### Task objective
Set each record down exactly, excluding all images.

### Dataset rows
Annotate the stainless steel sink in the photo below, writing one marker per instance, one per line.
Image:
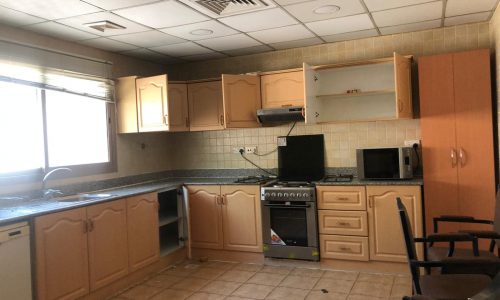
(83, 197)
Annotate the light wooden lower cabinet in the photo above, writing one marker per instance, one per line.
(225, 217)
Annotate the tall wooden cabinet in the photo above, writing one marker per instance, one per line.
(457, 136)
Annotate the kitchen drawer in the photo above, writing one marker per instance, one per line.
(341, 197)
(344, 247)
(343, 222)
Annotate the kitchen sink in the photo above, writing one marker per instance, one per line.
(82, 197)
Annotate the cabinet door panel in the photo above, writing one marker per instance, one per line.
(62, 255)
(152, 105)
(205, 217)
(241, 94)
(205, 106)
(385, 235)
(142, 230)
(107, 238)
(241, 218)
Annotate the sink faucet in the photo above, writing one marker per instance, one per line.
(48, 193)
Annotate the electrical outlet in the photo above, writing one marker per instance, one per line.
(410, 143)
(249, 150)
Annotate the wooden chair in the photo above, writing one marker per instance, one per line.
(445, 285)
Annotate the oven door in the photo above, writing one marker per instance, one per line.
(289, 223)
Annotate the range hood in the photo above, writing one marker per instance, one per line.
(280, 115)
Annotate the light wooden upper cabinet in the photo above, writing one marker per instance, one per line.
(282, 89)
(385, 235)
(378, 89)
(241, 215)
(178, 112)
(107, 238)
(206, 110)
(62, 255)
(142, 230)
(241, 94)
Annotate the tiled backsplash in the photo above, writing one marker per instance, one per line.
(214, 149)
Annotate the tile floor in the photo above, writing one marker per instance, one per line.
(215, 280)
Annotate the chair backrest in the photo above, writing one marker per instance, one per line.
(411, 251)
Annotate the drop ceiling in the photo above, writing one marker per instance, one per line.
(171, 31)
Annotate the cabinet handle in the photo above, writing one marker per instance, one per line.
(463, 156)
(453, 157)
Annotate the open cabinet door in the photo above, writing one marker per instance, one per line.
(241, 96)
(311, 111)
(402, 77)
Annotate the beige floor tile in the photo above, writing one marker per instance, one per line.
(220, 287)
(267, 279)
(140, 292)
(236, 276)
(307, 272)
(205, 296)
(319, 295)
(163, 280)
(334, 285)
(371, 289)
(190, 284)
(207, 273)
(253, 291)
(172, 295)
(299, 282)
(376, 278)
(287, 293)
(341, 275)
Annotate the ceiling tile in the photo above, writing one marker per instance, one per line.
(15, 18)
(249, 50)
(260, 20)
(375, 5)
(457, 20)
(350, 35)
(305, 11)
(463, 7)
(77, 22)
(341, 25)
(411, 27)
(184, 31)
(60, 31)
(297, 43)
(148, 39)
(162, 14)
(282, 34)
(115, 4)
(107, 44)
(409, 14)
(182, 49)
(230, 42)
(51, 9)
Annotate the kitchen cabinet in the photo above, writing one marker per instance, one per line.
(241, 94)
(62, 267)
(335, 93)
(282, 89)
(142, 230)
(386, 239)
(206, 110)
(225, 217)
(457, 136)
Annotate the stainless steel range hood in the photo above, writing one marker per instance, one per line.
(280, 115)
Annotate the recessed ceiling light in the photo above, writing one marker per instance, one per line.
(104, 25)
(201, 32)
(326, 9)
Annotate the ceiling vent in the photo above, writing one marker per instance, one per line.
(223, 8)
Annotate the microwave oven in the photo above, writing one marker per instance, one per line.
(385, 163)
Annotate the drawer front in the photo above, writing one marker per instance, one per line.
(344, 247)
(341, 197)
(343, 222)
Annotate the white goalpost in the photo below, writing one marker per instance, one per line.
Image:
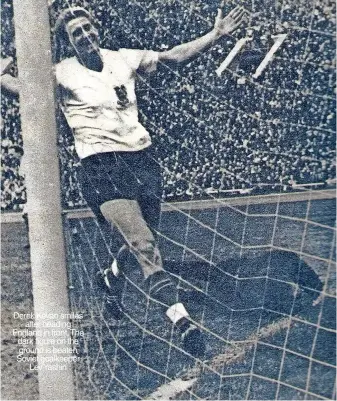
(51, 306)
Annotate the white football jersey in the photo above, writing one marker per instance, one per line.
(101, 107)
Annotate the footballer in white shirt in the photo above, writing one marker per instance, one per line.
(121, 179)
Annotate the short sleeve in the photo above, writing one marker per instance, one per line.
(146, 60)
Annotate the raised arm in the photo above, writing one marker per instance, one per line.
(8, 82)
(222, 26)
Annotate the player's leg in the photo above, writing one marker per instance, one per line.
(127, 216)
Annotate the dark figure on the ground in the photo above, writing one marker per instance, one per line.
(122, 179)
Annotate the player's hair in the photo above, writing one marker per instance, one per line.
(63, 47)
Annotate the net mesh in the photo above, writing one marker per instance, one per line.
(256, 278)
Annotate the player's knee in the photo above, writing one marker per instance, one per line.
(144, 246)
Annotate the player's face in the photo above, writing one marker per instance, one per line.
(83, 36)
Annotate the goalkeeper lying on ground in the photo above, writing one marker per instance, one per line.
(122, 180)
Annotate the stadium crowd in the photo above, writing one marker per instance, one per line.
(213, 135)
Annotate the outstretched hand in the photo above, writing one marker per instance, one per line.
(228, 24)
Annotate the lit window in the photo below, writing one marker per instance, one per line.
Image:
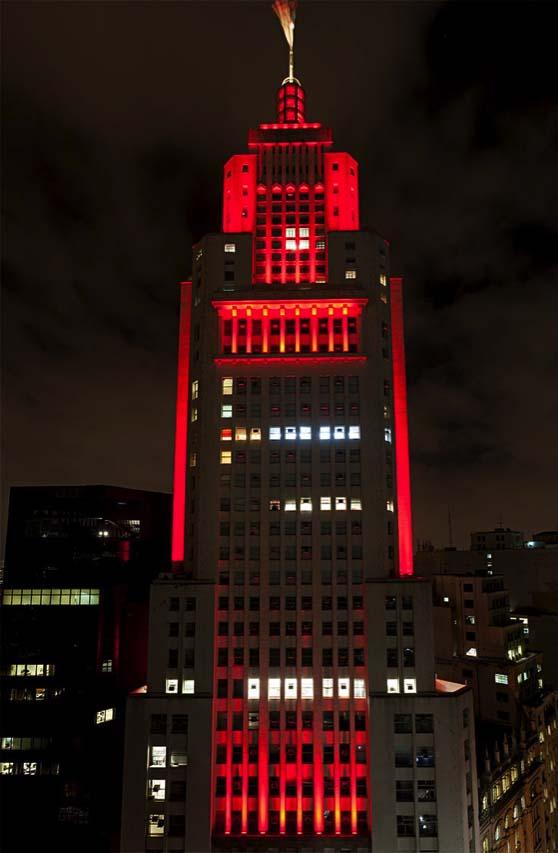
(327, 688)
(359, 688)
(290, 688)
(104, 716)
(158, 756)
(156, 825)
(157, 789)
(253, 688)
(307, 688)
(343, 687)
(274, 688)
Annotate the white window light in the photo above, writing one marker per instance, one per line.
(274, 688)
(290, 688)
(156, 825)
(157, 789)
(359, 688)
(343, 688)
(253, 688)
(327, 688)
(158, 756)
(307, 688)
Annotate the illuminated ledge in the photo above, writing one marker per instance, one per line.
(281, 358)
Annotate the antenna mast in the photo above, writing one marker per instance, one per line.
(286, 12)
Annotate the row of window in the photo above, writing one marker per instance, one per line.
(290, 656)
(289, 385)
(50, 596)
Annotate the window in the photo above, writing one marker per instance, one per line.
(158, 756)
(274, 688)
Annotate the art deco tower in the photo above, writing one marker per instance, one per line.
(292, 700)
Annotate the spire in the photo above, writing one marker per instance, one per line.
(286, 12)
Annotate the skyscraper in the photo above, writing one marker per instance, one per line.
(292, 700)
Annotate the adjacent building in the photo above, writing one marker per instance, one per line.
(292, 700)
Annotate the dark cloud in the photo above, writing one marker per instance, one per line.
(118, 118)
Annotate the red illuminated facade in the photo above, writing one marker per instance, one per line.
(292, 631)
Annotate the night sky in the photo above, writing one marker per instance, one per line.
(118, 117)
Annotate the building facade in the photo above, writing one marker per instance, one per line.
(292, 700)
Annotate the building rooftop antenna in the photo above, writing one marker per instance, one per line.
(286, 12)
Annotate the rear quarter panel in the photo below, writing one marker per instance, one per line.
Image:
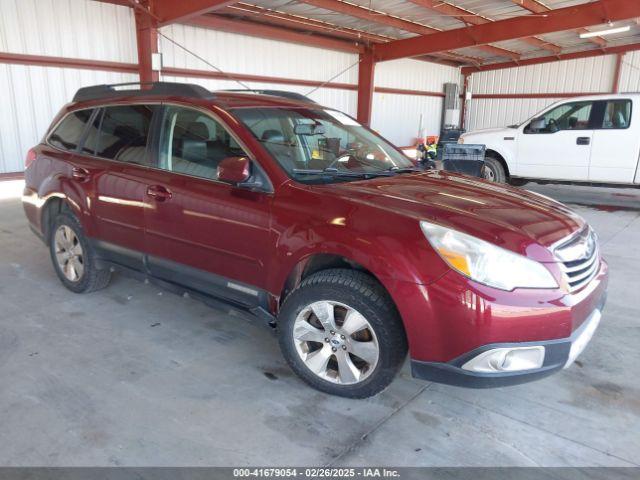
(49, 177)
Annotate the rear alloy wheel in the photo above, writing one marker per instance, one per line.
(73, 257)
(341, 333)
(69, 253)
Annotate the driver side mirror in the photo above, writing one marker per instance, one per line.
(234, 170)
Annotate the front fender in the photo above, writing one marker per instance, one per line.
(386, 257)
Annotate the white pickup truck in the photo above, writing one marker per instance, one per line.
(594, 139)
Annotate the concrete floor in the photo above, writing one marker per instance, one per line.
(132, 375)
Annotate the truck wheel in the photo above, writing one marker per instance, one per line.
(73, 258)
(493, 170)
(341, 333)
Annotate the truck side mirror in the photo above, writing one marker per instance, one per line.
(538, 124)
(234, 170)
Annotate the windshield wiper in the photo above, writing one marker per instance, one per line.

### The solution
Annotate the stainless steel sink in the photo below, writing one marker per instance, one per line.
Image:
(83, 197)
Annotate the light wooden lower cabinet in the photo above, writing one marker per instance, one per line.
(225, 217)
Annotate the tall wooden cabinet in the photo above, writing one marker per instance, one per line.
(457, 136)
Annotate the kitchen drawer in the photo above, writing one marker per instance, one per line.
(341, 197)
(344, 247)
(343, 222)
Annotate the kitchen sink in the photo above, writing one marker per instance, one per line.
(82, 197)
Annotate the cabinet door panel in the photo above, writing one marker per instance, one per line.
(62, 255)
(152, 105)
(205, 217)
(241, 94)
(205, 106)
(385, 235)
(142, 230)
(107, 238)
(241, 218)
Annotate the sink faucet in the photo above, writing one marker per instance, one per line.
(48, 193)
Annotate the electrical outlet in the photo above, writing one marker per instance, one per line.
(410, 143)
(249, 150)
Annotate the wooden chair in the photo above, writing one marker per instance, one per line.
(445, 285)
Annotate the oven door in the photo above, writing one marker per instance, one per line.
(289, 223)
Annotate the range hood in the photo above, writing one marker per instance, one per line.
(280, 115)
Annotate the light wooden upper cabinet in the photo above, writing one marker per instance, one per line.
(282, 89)
(385, 235)
(378, 89)
(241, 215)
(178, 112)
(107, 238)
(206, 110)
(62, 255)
(142, 230)
(241, 94)
Annotate the tiled backsplash in the photo above, writing one marker per instance, one per line.
(214, 149)
Annotate the tile floor in the photo above, writing one marker per instance, one per line.
(215, 280)
Annotate the chair backrest in the photo above, writing one marker per instance, one per line.
(411, 251)
Annotate the drop ceiling in the photo above, writing one marker per instance, one per line.
(171, 31)
Annotate the cabinet handle in the photo above, writing one marker per instance, one per line.
(463, 156)
(453, 157)
Annotate the open cabinet door in the photo above, writing one marker per instance, one per line.
(241, 96)
(311, 111)
(402, 77)
Annotate the beige floor tile in the photo above, writing one marker per instance, one per line.
(220, 287)
(267, 279)
(140, 292)
(236, 276)
(307, 272)
(205, 296)
(319, 295)
(163, 280)
(334, 285)
(371, 289)
(190, 284)
(207, 273)
(253, 291)
(172, 295)
(299, 282)
(376, 278)
(287, 293)
(341, 275)
Annotate the ceiling tile in the photo above, writing one marker per instance, one per line.
(15, 18)
(249, 50)
(260, 20)
(375, 5)
(457, 20)
(350, 35)
(305, 11)
(463, 7)
(77, 22)
(341, 25)
(411, 27)
(184, 31)
(60, 31)
(297, 43)
(148, 39)
(162, 14)
(282, 34)
(115, 4)
(107, 44)
(409, 14)
(182, 49)
(230, 42)
(51, 9)
Annotate the kitchen cabinet in the photo above, writing one marker per instance, one per line.
(241, 94)
(62, 267)
(335, 93)
(282, 89)
(142, 230)
(386, 239)
(206, 110)
(225, 217)
(457, 136)
Annotate the stainless steel range hood in the photo above, writing one marker per instance, one per line.
(280, 115)
Annotate the recessed ceiling light in the photo above, writing one marker per instance, one per line.
(104, 25)
(201, 32)
(326, 9)
Annotate the ceiling vent in the photo above, writing one marker per instance, one per line.
(223, 8)
Annotate the microwave oven in the photo above, writing one marker per instance, one per line.
(385, 163)
Annotate the drawer front in the photo above, writing one marker per instance, one per line.
(344, 247)
(341, 197)
(343, 222)
Annotate the white goalpost in the photo below, writing one marker per instance, one per line.
Image:
(51, 306)
Annotate the white football jersey in the photo above, writing one marker per instance, one per line.
(101, 107)
Annotate the footballer in white shirt in the photo above, writing one marker per instance, one per line.
(121, 179)
Annotate the short sleeve in the photo above, writing one marker per instance, one per line.
(146, 60)
Annotate the raised arm in the photo above, writing one marker per instance, one per line.
(8, 82)
(222, 26)
Annotate the player's leg in the photo above, writing one marker per instance, one per line.
(127, 216)
Annotate the dark figure on the ground in the photo above, writing one marker per instance, one per line.
(122, 179)
Annotate the player's hair in the photo above, writing one marker per instance, one per line.
(63, 47)
Annotate the net mesh in the photo above, writing one marker per instance, one per line.
(256, 278)
Annotate the player's knee in the photo above, writing one marker per instance, one per line.
(144, 246)
Annotate the player's face in the photo above, writing one marker per instance, one per line.
(83, 36)
Annotate the goalkeeper lying on ground in the photo above, writing one marker per instance, one per line.
(122, 180)
Annotate the stadium crowd in the photo above, writing one marker per instance, one per line.
(213, 135)
Annotate the outstretched hand in the photo above, writing one marker per instance, one per line.
(228, 24)
Annotate the lit window in the photo below, writing one marker per instance, one per line.
Image:
(327, 688)
(359, 688)
(290, 688)
(104, 716)
(158, 756)
(156, 825)
(157, 789)
(253, 688)
(307, 688)
(343, 687)
(274, 688)
Annotate the white window light in the photo above, writing one marker per instance, one per line.
(274, 688)
(290, 688)
(156, 825)
(157, 789)
(359, 688)
(343, 688)
(253, 688)
(327, 688)
(158, 756)
(307, 688)
Annotate the illuminated ledge in the photo above, writing one marker per instance, one per line.
(281, 358)
Annotate the antenna mast in the photo above, writing one marker per instance, one per line.
(286, 12)
Annotate the row of window in the photo above, writing one marker per instance, one per line.
(290, 656)
(289, 385)
(50, 596)
Annotate the window in the photo above, writing one marker per instance, one per line.
(158, 756)
(274, 688)
Annotate the art deco tower in the photo above, writing one marker per instance, one per line.
(292, 700)
Annotate the spire in the photo above, writing one marker per instance, one per line.
(286, 12)
Annotate the skyscraper in the photo above, writing one marker per instance, one per line.
(292, 700)
Annotate the adjacent building in the photo above, writing one marker per instance, one per line.
(292, 700)
Annotate the dark cloud in the photo above, writing one marker per instance, one per line.
(118, 118)
Annotate the red illuminated facade in the photo above, writing one marker per instance, one per line.
(292, 631)
Annotate the night sky in the photo above, writing one marker per instance, one per line.
(118, 117)
Annotate the building facade in the photo above, writing one marker per instance, one per line.
(292, 700)
Annotate the building rooftop antenna in the photo above, writing one marker per instance, one per line.
(286, 12)
Annotate the rear quarter panel in the photo below, writing one marker per instance, one per line.
Image:
(49, 177)
Annotate the rear alloy wheel in the photo above, writing one marker per instance, one per line.
(73, 257)
(341, 333)
(69, 253)
Annotate the driver side mirror in the photo above, writing one marker per instance, one per line.
(234, 170)
Annotate the front fender in the photo above, writing one marker per instance, one per line.
(386, 257)
Annotate the white pickup truck in the photo above, writing one marker per instance, one per line.
(594, 139)
Annotate the concrete floor in the photo above, writing one marker per instance, one per line.
(132, 375)
Annotate the truck wheel in the photo above, writing one marker per instance, one per line.
(73, 258)
(493, 170)
(341, 333)
Annotate the truck side mirror in the photo above, writing one marker per instance, one per line.
(538, 124)
(234, 170)
Annotate the windshield wiper in the photo above, writing one marker per instance, one per line.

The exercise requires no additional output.